[Records for processing start]
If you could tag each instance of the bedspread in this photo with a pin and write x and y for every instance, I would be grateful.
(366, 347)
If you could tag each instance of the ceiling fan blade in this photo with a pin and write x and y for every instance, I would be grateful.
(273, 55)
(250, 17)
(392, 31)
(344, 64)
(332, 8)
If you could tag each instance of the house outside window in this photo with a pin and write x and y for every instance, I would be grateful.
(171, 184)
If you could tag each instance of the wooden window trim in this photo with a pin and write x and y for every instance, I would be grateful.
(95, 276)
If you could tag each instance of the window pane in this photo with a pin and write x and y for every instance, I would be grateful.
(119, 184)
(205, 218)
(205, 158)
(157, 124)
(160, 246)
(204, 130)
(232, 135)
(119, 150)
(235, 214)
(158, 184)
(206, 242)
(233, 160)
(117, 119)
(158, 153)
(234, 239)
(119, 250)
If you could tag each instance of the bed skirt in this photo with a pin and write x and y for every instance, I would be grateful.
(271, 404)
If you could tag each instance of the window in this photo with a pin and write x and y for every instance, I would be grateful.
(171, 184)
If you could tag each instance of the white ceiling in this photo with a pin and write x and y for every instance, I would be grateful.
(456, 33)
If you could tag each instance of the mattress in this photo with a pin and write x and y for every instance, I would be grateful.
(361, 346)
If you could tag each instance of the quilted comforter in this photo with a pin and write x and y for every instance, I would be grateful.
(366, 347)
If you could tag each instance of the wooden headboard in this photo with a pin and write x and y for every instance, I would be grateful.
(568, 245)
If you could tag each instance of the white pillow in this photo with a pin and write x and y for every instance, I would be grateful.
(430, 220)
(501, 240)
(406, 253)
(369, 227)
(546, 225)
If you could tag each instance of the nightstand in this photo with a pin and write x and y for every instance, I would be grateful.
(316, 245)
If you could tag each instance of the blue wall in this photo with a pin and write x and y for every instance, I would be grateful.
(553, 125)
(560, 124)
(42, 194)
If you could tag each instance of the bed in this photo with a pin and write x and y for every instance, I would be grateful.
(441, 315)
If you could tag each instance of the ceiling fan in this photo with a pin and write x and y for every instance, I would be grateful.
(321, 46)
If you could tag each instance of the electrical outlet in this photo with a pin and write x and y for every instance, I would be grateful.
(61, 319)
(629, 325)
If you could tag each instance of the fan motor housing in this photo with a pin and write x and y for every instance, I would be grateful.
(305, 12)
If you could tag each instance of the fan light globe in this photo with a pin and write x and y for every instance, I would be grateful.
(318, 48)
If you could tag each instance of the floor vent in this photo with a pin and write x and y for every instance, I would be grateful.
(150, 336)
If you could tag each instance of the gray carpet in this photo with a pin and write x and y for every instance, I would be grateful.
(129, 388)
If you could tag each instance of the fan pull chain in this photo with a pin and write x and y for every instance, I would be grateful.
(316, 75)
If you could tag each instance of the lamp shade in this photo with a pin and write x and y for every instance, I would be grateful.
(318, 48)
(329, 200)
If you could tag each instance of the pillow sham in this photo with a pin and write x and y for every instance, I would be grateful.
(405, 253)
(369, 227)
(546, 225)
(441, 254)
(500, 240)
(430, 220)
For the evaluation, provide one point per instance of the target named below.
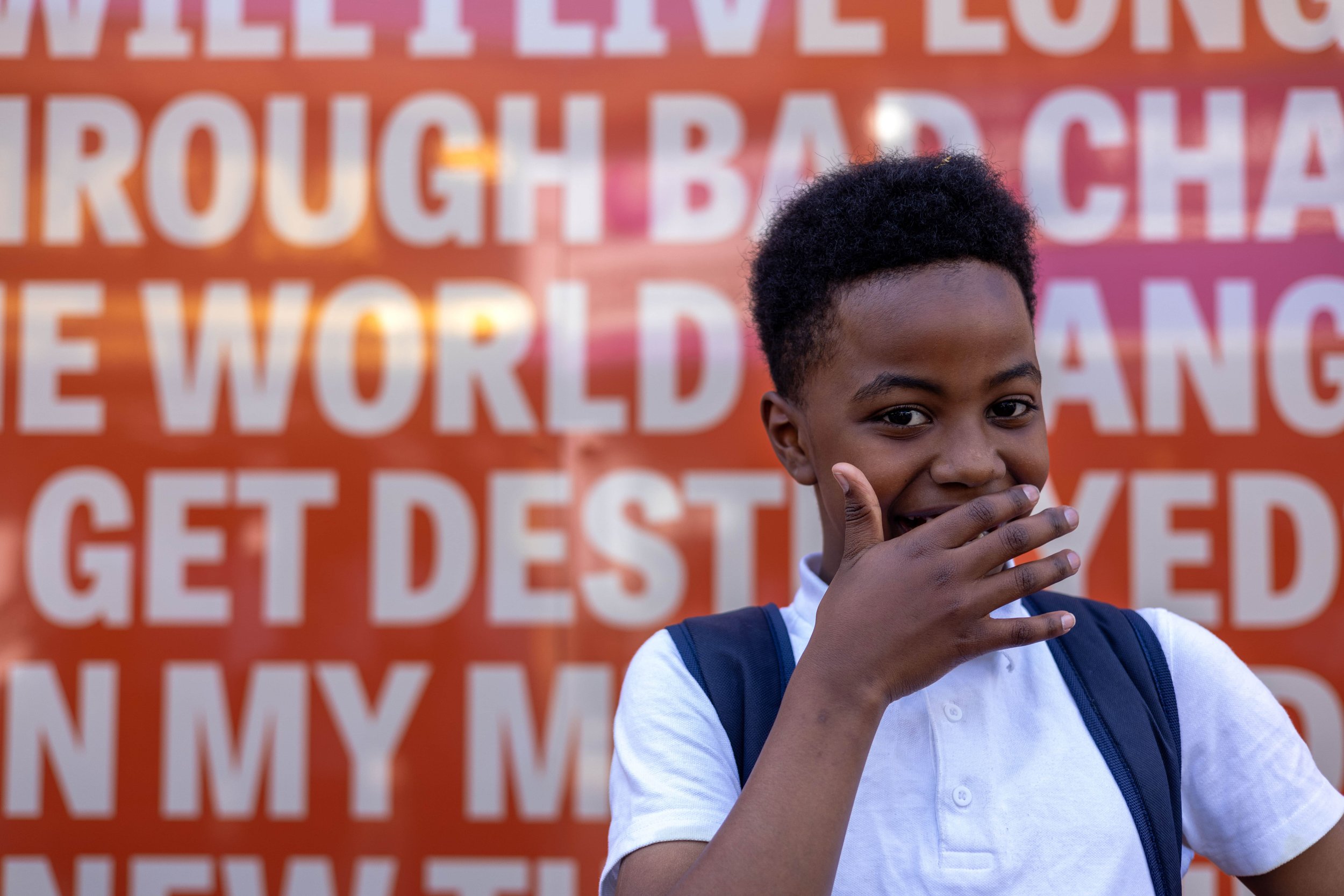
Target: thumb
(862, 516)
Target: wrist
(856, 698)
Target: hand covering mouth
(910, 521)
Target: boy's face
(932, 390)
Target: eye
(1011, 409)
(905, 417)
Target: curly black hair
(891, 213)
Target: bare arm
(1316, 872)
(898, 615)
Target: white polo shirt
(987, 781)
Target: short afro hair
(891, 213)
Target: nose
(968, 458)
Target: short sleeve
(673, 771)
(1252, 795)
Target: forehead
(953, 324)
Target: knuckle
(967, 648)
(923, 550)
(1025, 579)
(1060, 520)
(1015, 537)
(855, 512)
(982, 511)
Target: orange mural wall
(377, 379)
[Records for processing end]
— Problem to solve —
Write out the data above as a JSON list of strings, with one string per line and no blank lines, and leave out the picture markers.

— Output for this task —
[
  "If you could tag each instance of the bedspread in this photo with a pin and write x and y for every instance, I would be grateful.",
  "(366, 347)",
  "If you could tag each instance of the ceiling fan blade in this photo with a pin and write x and y for every instance, I would be grateful.",
  "(273, 55)",
  "(250, 17)",
  "(392, 31)",
  "(344, 64)",
  "(332, 8)",
  "If you could tag each instance of the house outside window in this photo with a pin and write x and y for every instance, I would be grateful.",
  "(171, 184)",
  "If you could tag each instance of the wooden window trim in this photo with a pin and write x and y for every instance, I would be grateful.",
  "(95, 276)",
  "If you could tag each instance of the window pane in this photo with a pin and write x and y for every instance, I would be grateful.",
  "(119, 184)",
  "(205, 218)",
  "(205, 158)",
  "(157, 124)",
  "(160, 246)",
  "(204, 130)",
  "(232, 135)",
  "(119, 150)",
  "(235, 214)",
  "(158, 184)",
  "(206, 242)",
  "(233, 160)",
  "(117, 119)",
  "(158, 153)",
  "(234, 239)",
  "(119, 250)",
  "If you could tag each instance of the bed skirt in this photo with a pin and write x and y for every instance, I would be grateful.",
  "(271, 404)",
  "If you could tag each instance of the window in this photo with a pin and write x and y for every instance, I would be grateful.",
  "(171, 184)",
  "If you could tag each instance of the white ceiling in this photo with a pin and write x and y for every instance, I would be grateful.",
  "(456, 33)",
  "If you could tag each instance of the mattress in this photo with a pin and write x and y for every instance, I would be grateful.",
  "(361, 346)",
  "If you could tag each instance of the quilted comforter in this photo with a pin and write x and y for every instance, I would be grateful.",
  "(366, 347)",
  "If you could tag each instance of the wooden headboard in this photo with a pin and write x and y for every instance, I would be grateful.",
  "(568, 245)",
  "If you could tag each instance of the white pillow in this photo with a pin and write x and y for every instance, I would be grateful.",
  "(430, 220)",
  "(501, 240)",
  "(406, 253)",
  "(369, 227)",
  "(546, 225)",
  "If you could tag each instance of the nightstand in this photo with a pin and write x and y for every instance, I would be grateful.",
  "(316, 245)",
  "If you could tag each instance of the blue wall in this photo with a pin and write x and y for every instance, I would be grateful.",
  "(553, 125)",
  "(560, 124)",
  "(42, 194)",
  "If you could tag each instance of the bed in this photo with a pin and write x and y for every instance, I would be grateful.",
  "(441, 315)",
  "If you could tag each instance of the ceiling fan in this photo with a pin and write x and y for every instance, I would be grateful.",
  "(321, 46)",
  "If you could tag each instance of the electrical outlet in this photo with a pin and write x and y for every instance, I would be grateful.",
  "(61, 319)",
  "(629, 325)",
  "If you could tag each instance of the fan motor housing in this photo with a pin and write x and y for every instance, I would be grateful.",
  "(305, 12)",
  "If you could tag each instance of the fan light globe in this photo with a pin and write x and y for every instance, I would be grateful.",
  "(318, 48)",
  "If you could tag each instance of the floor vent in this photo with a pin and write x and y for every instance, I would be grateful.",
  "(150, 336)",
  "If you could tag each instance of the gray carpet in this photo with a pin and write x and y for every instance, I would be grateful.",
  "(129, 388)",
  "If you could tag each instance of the fan pull chain in this photo with a pin and write x and y for every instance, I would be grateful.",
  "(316, 75)",
  "If you could tag each instance of the lamp shade in this photo with a pin and write x and y for every instance, I would be grateful.",
  "(318, 48)",
  "(329, 200)",
  "If you could tag each instance of the pillow sham in this photo with a pin and write x and y for every instance, I would be grateful.",
  "(405, 253)",
  "(369, 227)",
  "(546, 225)",
  "(441, 254)",
  "(500, 240)",
  "(430, 220)",
  "For the evaluation, provide one point per instance of the target named below.",
  "Target: thumb",
  "(862, 516)",
  "Target: wrist",
  "(856, 698)",
  "Target: hand covering mouth",
  "(910, 521)",
  "Target: boy's face",
  "(932, 390)",
  "Target: eye",
  "(1011, 409)",
  "(905, 417)",
  "Target: curly black hair",
  "(891, 213)",
  "Target: bare arm",
  "(1316, 872)",
  "(898, 615)",
  "Target: white polo shirt",
  "(987, 781)",
  "Target: short afro hair",
  "(891, 213)",
  "Target: nose",
  "(968, 458)",
  "Target: short sleeve",
  "(673, 771)",
  "(1252, 795)",
  "Target: forehead",
  "(953, 324)",
  "Target: knuckle",
  "(967, 648)",
  "(923, 550)",
  "(1025, 579)",
  "(1060, 520)",
  "(1015, 537)",
  "(855, 512)",
  "(982, 511)",
  "Target: orange mural wall",
  "(377, 379)"
]